# YOUR ASSIGNMENT:
Pictures aside, repeat every record below exactly.
**** DATA
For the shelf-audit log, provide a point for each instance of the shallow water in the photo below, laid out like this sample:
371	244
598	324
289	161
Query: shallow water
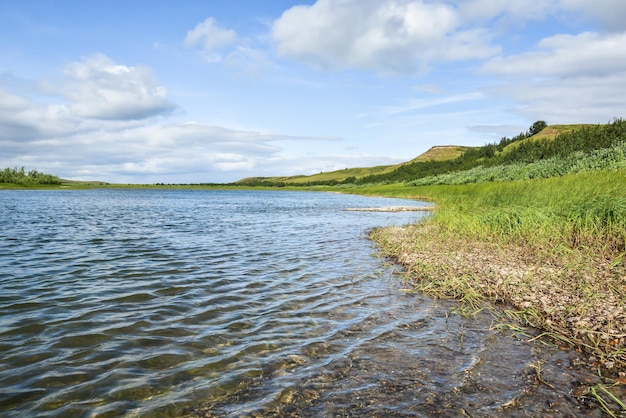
233	303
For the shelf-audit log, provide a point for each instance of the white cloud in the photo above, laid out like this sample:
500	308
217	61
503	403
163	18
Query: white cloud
210	35
586	54
389	36
98	88
610	13
569	78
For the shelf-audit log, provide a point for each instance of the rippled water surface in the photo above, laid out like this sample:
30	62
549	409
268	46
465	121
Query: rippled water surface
237	303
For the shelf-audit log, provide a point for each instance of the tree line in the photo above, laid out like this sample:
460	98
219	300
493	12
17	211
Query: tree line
21	176
585	139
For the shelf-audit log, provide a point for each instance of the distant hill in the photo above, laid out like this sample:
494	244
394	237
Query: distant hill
436	153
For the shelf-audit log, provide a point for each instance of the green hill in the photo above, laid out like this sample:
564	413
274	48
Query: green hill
436	153
557	143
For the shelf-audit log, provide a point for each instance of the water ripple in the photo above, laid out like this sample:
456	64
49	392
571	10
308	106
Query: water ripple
156	303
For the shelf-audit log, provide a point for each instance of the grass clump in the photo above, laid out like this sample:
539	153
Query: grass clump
553	249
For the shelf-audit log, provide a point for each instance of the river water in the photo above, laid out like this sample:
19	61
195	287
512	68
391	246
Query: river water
242	303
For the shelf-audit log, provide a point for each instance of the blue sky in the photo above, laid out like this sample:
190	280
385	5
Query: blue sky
214	91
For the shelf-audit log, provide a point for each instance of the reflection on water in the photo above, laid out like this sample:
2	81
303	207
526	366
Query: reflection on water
170	303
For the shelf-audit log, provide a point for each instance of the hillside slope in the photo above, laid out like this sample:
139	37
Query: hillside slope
436	153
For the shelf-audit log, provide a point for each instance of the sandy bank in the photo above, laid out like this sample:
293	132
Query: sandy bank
394	209
574	300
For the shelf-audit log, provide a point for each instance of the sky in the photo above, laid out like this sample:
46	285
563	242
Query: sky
214	91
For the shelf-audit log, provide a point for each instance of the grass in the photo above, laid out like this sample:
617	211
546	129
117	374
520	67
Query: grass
553	249
436	153
549	252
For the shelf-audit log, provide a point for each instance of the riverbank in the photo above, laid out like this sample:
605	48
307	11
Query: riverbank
550	251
********
# TASK ANSWER:
For the shelf-audit log, provide a point for each instance of the shallow water in the photo below, laid out like this sample:
371	244
598	324
289	161
Query: shallow water
233	303
For the shelf-audit log, provide a point for each instance of the white cloud in the photo above, laid out like this sample:
500	308
217	61
503	403
163	18
Query: white cloud
210	35
586	54
389	36
98	88
610	13
569	78
For the shelf-audit log, provide a point for each instance of the rippled water surface in the photo above, laid out like this sample:
30	62
549	409
268	46
465	121
Query: rippled water surface
237	303
For the shelf-audit log, provide a point for each instance of the tree line in the photo above, laid out like this sample:
460	98
219	300
493	12
17	211
Query: tree line
21	176
585	139
For the shelf-audit log, provide a point for each instance of the distant hill in the photo above, laid out like this sample:
494	244
394	237
Query: distant hill
436	153
For the shelf-audit log, provide a point for each instance of the green hill in the photo above, laid out like this sample:
564	413
274	48
Query: green hill
436	153
557	143
For the shelf-audit log, provide a point for each instance of the water ripple in the photo above, laid out like this sample:
456	64
49	392
571	10
308	106
Query: water ripple
156	303
For the shelf-audit log, provide a point for each instance of the grass clump in the photo above, laid out like this sample:
539	153
Query: grass clump
553	249
For the shelf-audit log, provide a point for each instance of the river water in the photo above, laid out like this sample:
19	61
195	287
512	68
391	246
Query: river water
242	303
For the shelf-audit log, provide a point for each instance of the blue sky in the photo above, laid out like this sample:
190	280
385	5
Query: blue sky
214	91
For the shelf-audit log, provide a point for each instance of the reflection on water in the photo above, laid out like this sample:
2	81
303	207
526	366
Query: reflection on water
170	303
For the shelf-audit log, provide a point for each instance of the hillside slope in the photo above, laid out like this sample:
139	37
Query: hillside slope
436	153
For the shelf-audit log, provide a point for each instance of the sandy bank in the photo above, laid out like this sample:
293	132
Query: sandy bank
394	209
574	300
For the shelf-audit log, provide a point for each instance of the sky in the photo above, laid out like this sample:
46	285
563	242
Query: sky
214	91
For the shelf-audit log, provide a point for each instance of the grass in the photo above, laid out like this sample:
617	211
546	129
117	374
520	67
Query: grass
553	249
436	153
549	252
For the shelf-audit log, provide a point for each instance of the riverbank in the photo above, laid out like this sample:
605	48
307	11
Query: riverbank
550	251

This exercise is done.